STATED EXERCISE:
Shift the data from the line with "Target: dark seed cone" up to and including the last line of the data: copy every line in that span, adding -138 to each number in the coordinates and leaving all other lines unchanged.

## start DATA LINES

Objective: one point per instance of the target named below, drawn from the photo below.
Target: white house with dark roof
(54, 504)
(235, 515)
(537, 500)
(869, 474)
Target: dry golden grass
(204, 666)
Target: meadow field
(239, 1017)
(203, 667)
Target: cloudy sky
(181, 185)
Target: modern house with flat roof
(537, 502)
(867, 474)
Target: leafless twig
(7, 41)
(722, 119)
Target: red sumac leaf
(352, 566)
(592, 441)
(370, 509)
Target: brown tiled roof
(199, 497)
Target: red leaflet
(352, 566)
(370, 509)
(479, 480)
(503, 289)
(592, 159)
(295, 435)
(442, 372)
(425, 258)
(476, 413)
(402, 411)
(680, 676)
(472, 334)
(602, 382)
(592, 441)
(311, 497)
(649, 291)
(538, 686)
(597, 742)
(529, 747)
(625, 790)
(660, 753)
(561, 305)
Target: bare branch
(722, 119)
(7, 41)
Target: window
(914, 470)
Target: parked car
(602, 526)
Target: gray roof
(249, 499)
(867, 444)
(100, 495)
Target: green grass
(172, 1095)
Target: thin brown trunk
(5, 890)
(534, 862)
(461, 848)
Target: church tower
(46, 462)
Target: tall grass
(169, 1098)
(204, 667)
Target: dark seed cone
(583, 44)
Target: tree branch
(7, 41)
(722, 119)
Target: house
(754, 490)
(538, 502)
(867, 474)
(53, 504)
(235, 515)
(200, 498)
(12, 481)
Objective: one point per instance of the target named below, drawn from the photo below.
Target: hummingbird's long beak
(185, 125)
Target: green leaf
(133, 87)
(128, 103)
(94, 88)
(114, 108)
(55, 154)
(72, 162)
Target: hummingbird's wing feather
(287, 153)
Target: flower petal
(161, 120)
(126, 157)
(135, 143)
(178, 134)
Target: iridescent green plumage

## end DATA LINES

TASK ANSWER:
Target: dark seed cone
(445, -94)
Target: tree branch
(-131, -97)
(584, -19)
Target: house
(616, 352)
(400, 364)
(729, 336)
(-85, 366)
(97, 377)
(62, 360)
(-126, 343)
Objective: one point per instance of the target named below, drawn from the photo below.
Target: hummingbird's long beak
(47, -13)
Target: green leaf
(-5, -51)
(-10, -35)
(-44, -50)
(-24, -30)
(-83, 16)
(-66, 24)
Target: hummingbird's wing feather
(149, 15)
Target: flower petal
(23, -18)
(-12, 19)
(-3, 5)
(40, -4)
Target: iridescent green plumage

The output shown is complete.